▶ SELECTED PASSAGE:
What we can learn from chickens

Brown hen and egg.

About 20 years ago, geneticists at Purdue University in Indiana set up an experiment to learn more about natural selection, by studying the egg-laying productivity of two groups of chickens.

In the first group, the ‘free flock’, chickens could roam and mingle as they pleased, with no pressure to produce. The second group, by contrast, was made up of all the most productive hens, housed together and encouraged to compete. The idea was to see whether increasing competition would increase productivity.

Several generations later, the free flock was laying eggs at a brisk and productive pace.  The hens seemed happy, the atmosphere calm and contented – and they passed their days doing pretty much as they pleased (which often involved laying eggs).

In the high-achievers’ flock, by contrast, the story was a rather less happy one. Many of the hens were dead, pecked to death by rival birds that had identified them as a threat. Those that survived were eking out a strained and unproductive existence, focused more on protecting themselves and harrying each other than on laying eggs.

The researchers had made a fascinating, if accidental, discovery: when you create a competitive culture among chickens, not only does it not make them more productive – it can have seriously destructive side-effects.

William Muir, the world-renowned geneticist who conducted the study, said that when he showed the carnage to one of his colleagues, she said: ‘That reminds me of my department.’

I suspect a lot of people in business might say the same.

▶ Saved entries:
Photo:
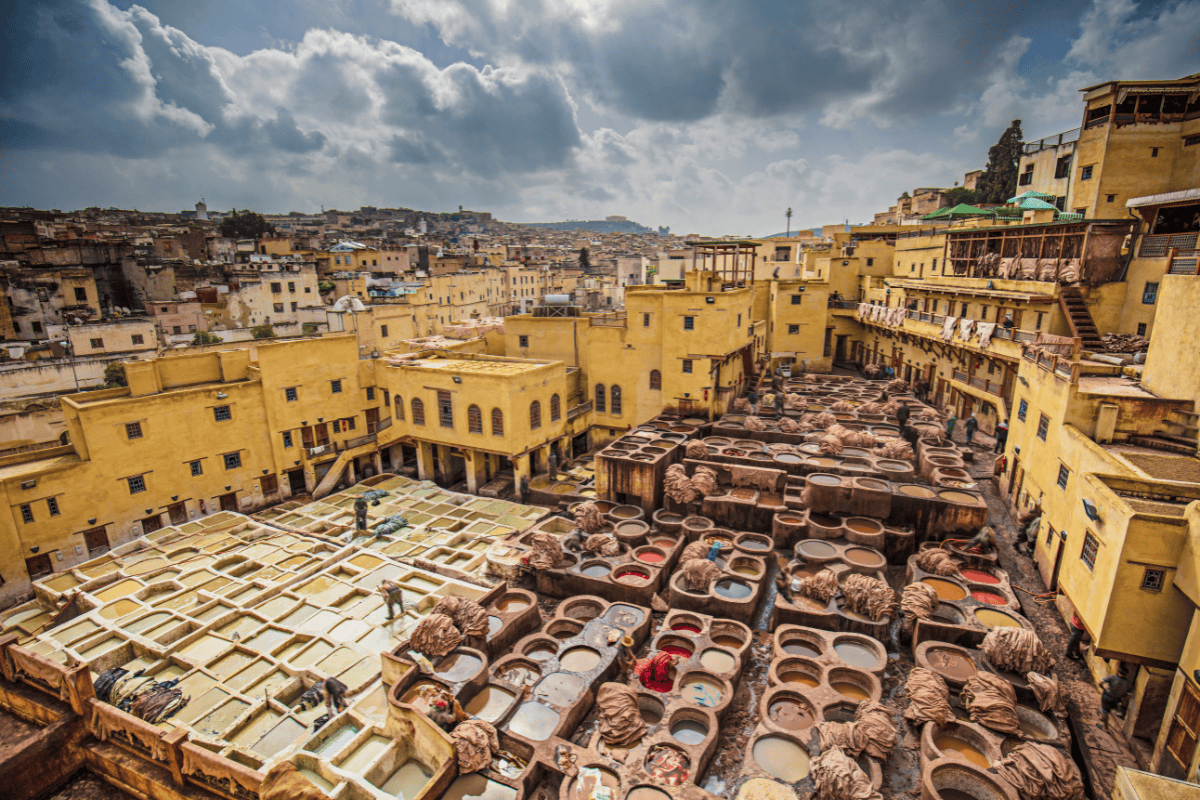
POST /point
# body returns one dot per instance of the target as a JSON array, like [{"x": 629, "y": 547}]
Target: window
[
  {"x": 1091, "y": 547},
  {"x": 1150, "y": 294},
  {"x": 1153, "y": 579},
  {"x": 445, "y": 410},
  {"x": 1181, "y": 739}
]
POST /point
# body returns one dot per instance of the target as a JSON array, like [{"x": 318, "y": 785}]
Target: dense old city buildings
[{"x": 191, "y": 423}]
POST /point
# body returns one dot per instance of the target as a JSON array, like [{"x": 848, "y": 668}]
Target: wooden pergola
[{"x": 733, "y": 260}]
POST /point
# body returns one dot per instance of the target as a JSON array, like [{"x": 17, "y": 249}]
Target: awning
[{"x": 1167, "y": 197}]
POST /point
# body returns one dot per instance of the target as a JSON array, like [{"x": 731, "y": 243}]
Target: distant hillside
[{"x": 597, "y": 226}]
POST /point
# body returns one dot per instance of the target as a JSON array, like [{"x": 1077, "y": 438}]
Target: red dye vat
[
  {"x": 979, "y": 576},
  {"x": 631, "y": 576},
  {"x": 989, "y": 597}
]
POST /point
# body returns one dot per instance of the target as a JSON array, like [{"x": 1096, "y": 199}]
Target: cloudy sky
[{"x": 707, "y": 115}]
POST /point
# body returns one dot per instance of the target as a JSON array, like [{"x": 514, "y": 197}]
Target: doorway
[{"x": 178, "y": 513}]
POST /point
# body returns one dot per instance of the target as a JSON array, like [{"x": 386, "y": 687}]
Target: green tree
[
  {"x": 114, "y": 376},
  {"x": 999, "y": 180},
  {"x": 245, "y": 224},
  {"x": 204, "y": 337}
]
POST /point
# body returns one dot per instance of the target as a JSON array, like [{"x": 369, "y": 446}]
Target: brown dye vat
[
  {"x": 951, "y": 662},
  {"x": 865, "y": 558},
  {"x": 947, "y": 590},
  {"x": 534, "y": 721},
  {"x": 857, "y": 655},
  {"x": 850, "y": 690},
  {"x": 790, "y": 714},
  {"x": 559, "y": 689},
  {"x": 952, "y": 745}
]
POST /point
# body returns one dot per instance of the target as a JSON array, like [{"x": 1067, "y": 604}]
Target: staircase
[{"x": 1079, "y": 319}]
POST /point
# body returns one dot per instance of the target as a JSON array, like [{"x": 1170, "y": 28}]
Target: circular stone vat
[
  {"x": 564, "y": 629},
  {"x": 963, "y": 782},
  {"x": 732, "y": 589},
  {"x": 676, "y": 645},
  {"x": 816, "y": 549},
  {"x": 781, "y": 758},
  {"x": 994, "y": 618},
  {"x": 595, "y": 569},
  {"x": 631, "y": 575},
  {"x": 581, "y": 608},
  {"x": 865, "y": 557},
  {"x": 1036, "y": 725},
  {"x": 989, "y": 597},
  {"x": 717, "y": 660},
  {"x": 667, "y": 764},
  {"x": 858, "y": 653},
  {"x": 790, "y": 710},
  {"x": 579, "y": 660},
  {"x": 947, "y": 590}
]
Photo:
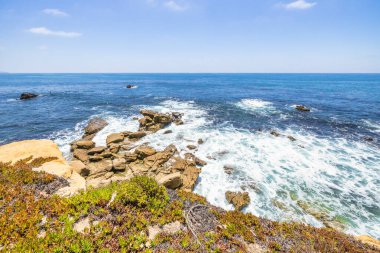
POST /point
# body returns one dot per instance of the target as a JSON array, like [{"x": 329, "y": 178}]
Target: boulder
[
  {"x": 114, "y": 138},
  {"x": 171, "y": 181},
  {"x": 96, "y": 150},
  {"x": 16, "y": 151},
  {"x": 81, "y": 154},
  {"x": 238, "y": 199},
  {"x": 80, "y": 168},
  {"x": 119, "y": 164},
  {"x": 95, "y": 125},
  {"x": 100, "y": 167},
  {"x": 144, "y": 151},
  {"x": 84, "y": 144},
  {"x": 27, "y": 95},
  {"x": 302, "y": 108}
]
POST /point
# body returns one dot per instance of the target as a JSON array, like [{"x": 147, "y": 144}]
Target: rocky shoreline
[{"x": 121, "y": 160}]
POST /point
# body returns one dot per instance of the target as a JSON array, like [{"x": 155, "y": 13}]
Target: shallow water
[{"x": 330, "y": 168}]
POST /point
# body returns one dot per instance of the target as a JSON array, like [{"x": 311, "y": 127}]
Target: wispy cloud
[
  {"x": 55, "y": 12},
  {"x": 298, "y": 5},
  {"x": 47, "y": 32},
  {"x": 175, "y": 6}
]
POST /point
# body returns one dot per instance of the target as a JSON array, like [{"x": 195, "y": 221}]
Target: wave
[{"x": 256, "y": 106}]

==

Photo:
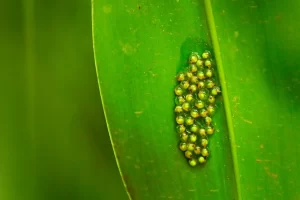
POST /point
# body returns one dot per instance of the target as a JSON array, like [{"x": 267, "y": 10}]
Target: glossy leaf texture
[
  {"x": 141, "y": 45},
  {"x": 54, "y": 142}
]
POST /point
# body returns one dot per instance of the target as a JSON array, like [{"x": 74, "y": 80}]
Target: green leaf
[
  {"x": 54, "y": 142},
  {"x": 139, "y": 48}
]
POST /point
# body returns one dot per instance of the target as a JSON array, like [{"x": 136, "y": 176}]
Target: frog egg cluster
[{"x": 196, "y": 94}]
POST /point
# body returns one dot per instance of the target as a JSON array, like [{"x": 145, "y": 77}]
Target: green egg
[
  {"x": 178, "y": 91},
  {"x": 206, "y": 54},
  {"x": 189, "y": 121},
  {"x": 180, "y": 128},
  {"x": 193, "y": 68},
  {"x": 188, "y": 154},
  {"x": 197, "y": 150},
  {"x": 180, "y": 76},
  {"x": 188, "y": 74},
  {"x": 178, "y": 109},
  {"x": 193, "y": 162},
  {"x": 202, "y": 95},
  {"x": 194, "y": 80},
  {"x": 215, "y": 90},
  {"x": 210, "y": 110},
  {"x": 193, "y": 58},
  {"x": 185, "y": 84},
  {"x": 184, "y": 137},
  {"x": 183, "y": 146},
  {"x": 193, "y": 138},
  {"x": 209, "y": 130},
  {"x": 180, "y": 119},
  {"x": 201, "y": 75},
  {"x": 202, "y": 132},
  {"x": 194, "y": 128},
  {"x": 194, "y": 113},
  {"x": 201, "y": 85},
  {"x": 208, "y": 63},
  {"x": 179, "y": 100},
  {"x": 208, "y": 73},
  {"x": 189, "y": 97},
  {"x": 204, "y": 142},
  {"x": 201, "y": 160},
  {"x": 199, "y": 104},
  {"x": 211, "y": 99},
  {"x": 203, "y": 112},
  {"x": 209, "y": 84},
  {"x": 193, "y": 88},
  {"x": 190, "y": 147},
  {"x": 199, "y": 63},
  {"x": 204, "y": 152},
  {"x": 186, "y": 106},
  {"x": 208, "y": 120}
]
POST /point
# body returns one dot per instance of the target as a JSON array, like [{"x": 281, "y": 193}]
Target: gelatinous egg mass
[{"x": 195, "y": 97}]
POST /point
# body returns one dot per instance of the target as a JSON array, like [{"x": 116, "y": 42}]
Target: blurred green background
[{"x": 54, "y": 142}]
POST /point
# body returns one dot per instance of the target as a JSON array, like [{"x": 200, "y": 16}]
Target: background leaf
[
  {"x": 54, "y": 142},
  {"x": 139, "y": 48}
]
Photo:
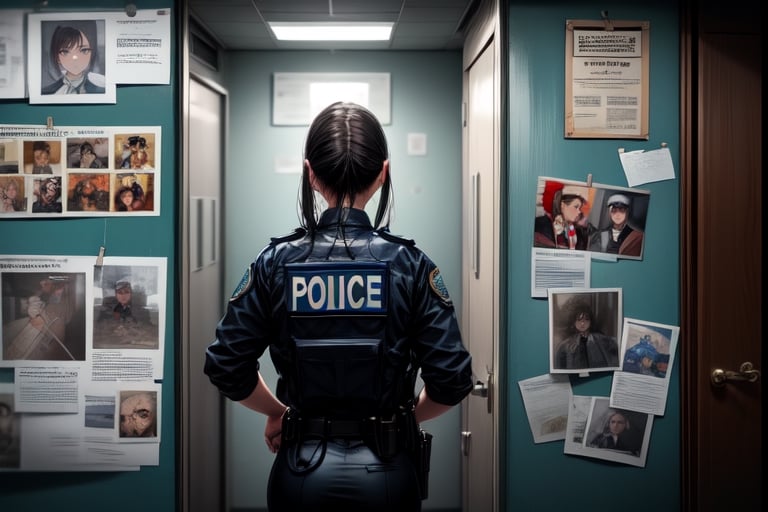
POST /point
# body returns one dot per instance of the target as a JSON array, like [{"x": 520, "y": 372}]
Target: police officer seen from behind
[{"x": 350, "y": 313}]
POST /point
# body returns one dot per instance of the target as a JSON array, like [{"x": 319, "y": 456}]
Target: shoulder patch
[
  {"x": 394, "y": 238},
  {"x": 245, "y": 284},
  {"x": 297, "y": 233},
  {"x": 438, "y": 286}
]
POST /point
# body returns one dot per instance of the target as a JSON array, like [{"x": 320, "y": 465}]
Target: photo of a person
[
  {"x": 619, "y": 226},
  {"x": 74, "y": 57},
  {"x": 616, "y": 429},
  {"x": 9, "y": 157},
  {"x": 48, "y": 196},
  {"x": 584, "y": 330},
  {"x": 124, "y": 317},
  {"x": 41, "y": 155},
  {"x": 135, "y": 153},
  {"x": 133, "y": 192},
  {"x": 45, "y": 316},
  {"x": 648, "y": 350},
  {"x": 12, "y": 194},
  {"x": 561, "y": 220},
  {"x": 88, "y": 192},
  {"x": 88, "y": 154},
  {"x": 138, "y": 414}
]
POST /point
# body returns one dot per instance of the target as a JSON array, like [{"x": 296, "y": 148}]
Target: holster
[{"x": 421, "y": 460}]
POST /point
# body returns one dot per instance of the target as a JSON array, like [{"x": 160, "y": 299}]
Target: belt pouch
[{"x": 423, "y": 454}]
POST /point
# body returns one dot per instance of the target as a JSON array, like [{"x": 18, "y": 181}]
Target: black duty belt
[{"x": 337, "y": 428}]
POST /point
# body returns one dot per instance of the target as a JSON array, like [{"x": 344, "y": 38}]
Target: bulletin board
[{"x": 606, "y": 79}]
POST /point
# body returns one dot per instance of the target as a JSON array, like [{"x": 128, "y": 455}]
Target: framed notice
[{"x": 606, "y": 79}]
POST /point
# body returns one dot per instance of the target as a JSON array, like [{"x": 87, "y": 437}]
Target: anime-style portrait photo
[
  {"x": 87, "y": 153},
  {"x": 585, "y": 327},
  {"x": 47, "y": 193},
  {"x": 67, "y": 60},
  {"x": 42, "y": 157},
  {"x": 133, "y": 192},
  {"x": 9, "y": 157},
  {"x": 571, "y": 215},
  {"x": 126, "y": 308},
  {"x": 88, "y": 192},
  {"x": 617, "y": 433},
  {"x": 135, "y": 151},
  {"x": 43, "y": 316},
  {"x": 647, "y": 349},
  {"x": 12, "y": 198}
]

▶ TASK ITEM A: In the article about chickens, at which university did the geneticists set up the experiment?
▶ TASK ITEM B: Write the next part of the article about chickens, picking up after its last sentence.

▶ RESPONSE AREA A: Purdue University in Indiana.

▶ RESPONSE AREA B:
The chicken story is one of the examples quoted by Margaret Hefferman in her book A Bigger Prize, which is a compelling deconstruction of the traditional view that competition is always a good thing.

Hefferman argues that the importance of competition in sport (fuelled by financial incentives) has prompted an epidemic of cheating, bad behaviour and destructive drug use. If you want examples, consider the chequered recent history of FIFA, the Olympics and the tour de France.

Similarly, the world of business – and particularly, in recent years, financial services – is littered with examples of bad decisions prompted by a culture of competition. Bankers offloading toxic mortgages to boost their bonus pot. Executives holding back profit, so they can hit their target in two consecutive quarters rather than declaring it all in one. Managers claiming credit for the work done by others.

As tasks and ways of working become more opaque and complex, we’re effectively encouraging people to ‘game’ the system and to put short-term self-interest ahead of bigger and more worthy motivations.

Which is not to say that competition is always a bad thing.

Just so long as we remember which flock of chickens we’d rather belong to.